** Start **

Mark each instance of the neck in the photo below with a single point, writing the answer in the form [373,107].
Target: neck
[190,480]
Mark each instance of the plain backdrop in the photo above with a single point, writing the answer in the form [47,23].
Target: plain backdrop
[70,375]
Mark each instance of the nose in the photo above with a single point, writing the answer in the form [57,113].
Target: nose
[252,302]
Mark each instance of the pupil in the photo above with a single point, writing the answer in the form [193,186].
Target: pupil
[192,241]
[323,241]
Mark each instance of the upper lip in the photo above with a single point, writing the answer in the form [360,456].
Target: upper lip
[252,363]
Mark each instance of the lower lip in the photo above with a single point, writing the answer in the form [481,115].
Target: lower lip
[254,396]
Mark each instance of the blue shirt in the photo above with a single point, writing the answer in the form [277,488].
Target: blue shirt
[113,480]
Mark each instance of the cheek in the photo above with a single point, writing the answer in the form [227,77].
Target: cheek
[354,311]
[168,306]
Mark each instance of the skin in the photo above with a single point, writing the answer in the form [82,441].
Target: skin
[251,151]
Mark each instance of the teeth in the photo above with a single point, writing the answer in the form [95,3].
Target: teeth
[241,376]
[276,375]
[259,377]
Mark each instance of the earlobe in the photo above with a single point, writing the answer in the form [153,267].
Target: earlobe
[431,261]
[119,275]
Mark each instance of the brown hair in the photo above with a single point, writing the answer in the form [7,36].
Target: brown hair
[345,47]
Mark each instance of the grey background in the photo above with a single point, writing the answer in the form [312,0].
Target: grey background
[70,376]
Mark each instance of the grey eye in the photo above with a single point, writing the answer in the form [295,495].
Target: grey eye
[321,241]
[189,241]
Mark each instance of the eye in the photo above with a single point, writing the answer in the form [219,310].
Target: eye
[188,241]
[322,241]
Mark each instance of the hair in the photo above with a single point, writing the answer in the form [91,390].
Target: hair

** End **

**Given request:** Pull out every line from the one with "Mark each instance of the skin" to the end of the listing, and output only those.

**Task solution:**
Mark each instance of the skin in the photo above with a single point, writing the answer in the form [82,441].
Target: skin
[251,151]
Mark each instance of the teeth in the photo above with a single point, writing the answer in the form [95,3].
Target: teeth
[241,376]
[276,375]
[259,377]
Mark each instance of the earlobe in the photo above with a single point, writing the answer in the form [153,267].
Target: earlobe
[431,261]
[119,275]
Mark each instance of the brown hair in the photo above with a single point, writing the answer in the form [7,36].
Target: brown hair
[345,47]
Mark each instance of the grey background in the photo above with a single point, writing the answer in the form [312,0].
Target: grey background
[70,376]
Mark each instance of the grey eye in the photo above with a single point, writing the answer in the form [295,495].
Target: grey eye
[321,241]
[189,241]
Mark each instance of the eye in the photo above with a single point, writing the answer in the form [219,310].
Target: eye
[188,241]
[322,241]
Mark each instance of the hair in the photo above with a single point, writing the answer in the form [91,390].
Target: hair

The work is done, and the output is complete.